Verlängerter Bulgarien-Urlaub

Hanna Kretschmar konnte nicht wie geplant die Rückreise antreten. Der DDR-Vertretung in Varna war’s egal

Foto: privat

In den Sommerferien 1968 schickten mich meine Eltern für mehrere Wochen zu Freunden nach Trakata an die bulgarische Schwarzmeerküste. Ich war damals 15 Jahre alt und es war meine erste Reise dorthin. Ich wurde von zwei älteren Freundinnen begleitet. Mit dem Zug brauchten wir von Karl-Marx-Stadt bis nach Varna mehrere Tage.

Die Rückfahrttickets waren für den 23. August gebucht. Und dann kam unsere Gastgeberin Nevena und sagte: „Da ist etwas in der Tschechoslowakei passiert, es fahren keine Züge mehr!“ Ich war sehr aufgeregt und fand schließlich heraus, dass es in Varna eine Vertretung der DDR gab.

Doch eine Frau, auf die ich dort zufällig stieß, ließ mich abblitzen. Sie könne nichts für mich tun. Jahre später habe ich mich gefragt, warum die DDR gar nicht versucht hat, ihre Staatsbürger aus solch einer Situation herauszuholen. Diese Erfahrung in Varna war so etwas wie der erste Sargnagel, der mein Bild von diesem Staat getrübt hat.

Nevena hat mich dann jeden Tag in ihre Firma mitgenommen. Dort hörte ich auch BBC auf deutsch. Es war von Schüssen in der DDR die Rede und davon, dass die gesamte Tschechoslowakei ein Kriegsgebiet sei. Von Nevenas Büro aus erreichten wir endlich telefonisch meine Mutter, ebenfalls auf ihrer Arbeitsstelle. Denn meine Eltern hatten zu Hause noch kein Telefon. Sie sagte: „Bleib erst mal da!“, denn es kursierten Horrormeldungen, eine Rückfahrt würde mehrere Wochen dauern. Geld hatte ich zum Glück noch genug, denn meine 200 Ost-Mark hatte ich mir sorgfältig eingeteilt.

_ _ _

— ZU ERLEDIGENDE AUFGABE —
Zähle alle Städte und Ortschaften auf, die im Bericht über den verlängerten Bulgarien-Urlaub genannt werden. Staaten und Regionen zählen nicht dazu.

_ _ _

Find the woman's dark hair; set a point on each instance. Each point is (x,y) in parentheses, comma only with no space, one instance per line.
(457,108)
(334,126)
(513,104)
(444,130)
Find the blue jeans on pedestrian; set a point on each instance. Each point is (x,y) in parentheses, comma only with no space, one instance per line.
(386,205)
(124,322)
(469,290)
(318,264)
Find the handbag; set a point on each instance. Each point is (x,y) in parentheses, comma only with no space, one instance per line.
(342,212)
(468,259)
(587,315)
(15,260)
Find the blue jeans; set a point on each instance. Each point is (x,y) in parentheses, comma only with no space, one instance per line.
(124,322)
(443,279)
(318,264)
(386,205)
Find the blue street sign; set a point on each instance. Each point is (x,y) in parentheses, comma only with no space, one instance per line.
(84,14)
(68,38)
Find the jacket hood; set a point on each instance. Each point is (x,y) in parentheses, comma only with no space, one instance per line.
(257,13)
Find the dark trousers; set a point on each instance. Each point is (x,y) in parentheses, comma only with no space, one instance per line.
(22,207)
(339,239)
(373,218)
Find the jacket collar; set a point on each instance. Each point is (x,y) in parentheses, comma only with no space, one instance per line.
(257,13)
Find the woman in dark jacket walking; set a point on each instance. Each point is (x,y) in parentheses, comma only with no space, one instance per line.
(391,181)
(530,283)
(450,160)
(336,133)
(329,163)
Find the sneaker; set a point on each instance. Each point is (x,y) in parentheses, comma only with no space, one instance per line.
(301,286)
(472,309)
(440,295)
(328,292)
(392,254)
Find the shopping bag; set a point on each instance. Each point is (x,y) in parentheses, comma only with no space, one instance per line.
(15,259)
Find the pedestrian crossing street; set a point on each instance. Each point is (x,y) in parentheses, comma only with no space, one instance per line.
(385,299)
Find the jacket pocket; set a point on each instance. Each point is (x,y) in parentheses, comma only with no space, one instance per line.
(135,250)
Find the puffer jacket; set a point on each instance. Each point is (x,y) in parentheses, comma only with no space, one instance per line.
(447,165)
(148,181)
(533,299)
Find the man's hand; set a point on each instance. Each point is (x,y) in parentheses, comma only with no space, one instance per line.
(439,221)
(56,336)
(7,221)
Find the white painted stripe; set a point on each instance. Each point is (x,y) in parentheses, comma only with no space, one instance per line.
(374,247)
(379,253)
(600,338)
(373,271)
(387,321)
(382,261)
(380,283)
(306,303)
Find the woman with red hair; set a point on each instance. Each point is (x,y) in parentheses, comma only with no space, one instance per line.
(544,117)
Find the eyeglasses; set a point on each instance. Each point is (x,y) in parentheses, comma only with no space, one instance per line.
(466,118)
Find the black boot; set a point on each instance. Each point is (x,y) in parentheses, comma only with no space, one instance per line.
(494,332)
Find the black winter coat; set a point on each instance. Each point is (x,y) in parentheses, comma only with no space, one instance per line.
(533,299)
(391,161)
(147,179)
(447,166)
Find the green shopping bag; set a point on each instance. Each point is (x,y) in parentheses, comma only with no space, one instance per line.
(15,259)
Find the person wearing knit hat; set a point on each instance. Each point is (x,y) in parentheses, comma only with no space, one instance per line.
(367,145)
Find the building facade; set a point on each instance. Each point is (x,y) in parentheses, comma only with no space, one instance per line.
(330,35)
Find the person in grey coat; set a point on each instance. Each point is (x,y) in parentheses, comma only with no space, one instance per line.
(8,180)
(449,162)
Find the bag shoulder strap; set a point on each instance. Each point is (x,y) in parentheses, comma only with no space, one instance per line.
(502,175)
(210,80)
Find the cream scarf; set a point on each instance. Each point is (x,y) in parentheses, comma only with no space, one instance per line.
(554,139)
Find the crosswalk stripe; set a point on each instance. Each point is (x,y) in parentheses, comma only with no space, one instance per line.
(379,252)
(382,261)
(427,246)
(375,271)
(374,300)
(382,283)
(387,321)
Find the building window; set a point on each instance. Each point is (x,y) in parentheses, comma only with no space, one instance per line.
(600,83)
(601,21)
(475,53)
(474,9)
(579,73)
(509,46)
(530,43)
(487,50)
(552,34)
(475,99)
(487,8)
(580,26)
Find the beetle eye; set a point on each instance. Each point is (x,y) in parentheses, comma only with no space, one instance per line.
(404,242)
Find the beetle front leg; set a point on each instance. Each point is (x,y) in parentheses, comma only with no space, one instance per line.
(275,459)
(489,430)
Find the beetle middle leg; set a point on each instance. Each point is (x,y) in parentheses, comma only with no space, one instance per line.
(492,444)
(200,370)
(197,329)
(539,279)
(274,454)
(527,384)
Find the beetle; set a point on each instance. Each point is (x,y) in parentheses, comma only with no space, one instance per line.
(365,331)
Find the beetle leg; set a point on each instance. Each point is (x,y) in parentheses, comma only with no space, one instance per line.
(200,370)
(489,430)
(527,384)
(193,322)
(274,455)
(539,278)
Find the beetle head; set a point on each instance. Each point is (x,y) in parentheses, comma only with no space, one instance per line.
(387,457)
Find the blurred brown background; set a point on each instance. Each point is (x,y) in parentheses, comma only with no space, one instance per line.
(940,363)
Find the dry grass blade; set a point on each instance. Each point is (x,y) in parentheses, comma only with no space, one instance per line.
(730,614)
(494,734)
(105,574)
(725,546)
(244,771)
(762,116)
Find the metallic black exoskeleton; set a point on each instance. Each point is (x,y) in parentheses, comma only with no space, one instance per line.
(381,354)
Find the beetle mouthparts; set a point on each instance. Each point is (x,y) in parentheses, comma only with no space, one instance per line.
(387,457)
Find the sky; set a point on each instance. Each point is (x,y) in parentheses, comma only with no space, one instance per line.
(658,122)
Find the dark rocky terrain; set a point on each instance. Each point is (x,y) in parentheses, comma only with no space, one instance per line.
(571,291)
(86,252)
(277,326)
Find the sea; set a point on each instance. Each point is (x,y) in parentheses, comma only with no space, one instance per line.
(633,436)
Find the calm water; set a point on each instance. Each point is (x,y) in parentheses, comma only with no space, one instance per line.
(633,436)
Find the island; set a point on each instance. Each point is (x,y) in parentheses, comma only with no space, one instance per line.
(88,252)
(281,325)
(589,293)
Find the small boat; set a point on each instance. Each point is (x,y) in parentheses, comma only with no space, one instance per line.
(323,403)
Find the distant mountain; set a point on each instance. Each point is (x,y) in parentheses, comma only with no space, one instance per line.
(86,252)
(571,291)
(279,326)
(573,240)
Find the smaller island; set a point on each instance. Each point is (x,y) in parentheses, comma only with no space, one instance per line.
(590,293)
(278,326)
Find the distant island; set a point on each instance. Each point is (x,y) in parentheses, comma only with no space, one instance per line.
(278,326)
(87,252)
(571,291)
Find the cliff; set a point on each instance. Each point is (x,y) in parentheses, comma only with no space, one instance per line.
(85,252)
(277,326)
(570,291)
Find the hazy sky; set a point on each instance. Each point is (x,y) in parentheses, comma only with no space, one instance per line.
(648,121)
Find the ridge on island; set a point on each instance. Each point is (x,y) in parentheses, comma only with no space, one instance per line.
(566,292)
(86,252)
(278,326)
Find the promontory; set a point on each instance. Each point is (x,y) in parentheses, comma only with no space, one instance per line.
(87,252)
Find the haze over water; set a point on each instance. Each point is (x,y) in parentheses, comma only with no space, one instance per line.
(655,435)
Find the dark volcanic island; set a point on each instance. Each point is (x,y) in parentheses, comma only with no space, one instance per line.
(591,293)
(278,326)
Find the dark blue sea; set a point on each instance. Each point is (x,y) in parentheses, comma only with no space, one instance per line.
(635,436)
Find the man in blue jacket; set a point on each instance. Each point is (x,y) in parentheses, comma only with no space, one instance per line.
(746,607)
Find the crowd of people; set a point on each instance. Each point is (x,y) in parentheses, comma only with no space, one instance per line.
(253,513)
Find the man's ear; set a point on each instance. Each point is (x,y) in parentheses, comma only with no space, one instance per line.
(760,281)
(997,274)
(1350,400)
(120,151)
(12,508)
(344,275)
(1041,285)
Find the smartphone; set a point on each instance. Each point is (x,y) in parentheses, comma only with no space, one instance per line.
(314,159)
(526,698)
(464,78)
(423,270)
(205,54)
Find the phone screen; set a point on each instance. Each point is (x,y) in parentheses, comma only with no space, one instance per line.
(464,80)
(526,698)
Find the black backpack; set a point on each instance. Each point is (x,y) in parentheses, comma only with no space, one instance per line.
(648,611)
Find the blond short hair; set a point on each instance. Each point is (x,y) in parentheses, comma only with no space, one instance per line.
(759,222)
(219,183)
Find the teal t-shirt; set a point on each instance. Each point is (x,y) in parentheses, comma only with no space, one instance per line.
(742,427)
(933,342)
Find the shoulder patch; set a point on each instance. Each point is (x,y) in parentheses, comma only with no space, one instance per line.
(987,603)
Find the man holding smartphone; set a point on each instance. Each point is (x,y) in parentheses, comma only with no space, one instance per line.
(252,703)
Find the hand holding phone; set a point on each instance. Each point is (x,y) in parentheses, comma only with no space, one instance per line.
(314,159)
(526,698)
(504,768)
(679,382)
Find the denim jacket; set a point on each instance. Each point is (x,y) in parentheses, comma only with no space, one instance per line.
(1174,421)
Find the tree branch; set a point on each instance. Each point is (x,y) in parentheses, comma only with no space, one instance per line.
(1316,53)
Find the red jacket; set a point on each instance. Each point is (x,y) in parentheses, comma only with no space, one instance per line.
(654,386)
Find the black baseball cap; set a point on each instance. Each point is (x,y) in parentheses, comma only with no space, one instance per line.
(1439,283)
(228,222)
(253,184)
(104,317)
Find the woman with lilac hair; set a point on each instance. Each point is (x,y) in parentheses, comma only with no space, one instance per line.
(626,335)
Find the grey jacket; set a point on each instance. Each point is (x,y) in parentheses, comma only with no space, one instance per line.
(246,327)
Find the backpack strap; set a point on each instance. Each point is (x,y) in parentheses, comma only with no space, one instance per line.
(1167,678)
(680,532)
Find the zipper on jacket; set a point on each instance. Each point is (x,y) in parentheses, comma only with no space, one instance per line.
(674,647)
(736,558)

_ _ _

— LÖSUNG DER AUFGABE —
Trakata, Karl-Marx-Stadt, Varna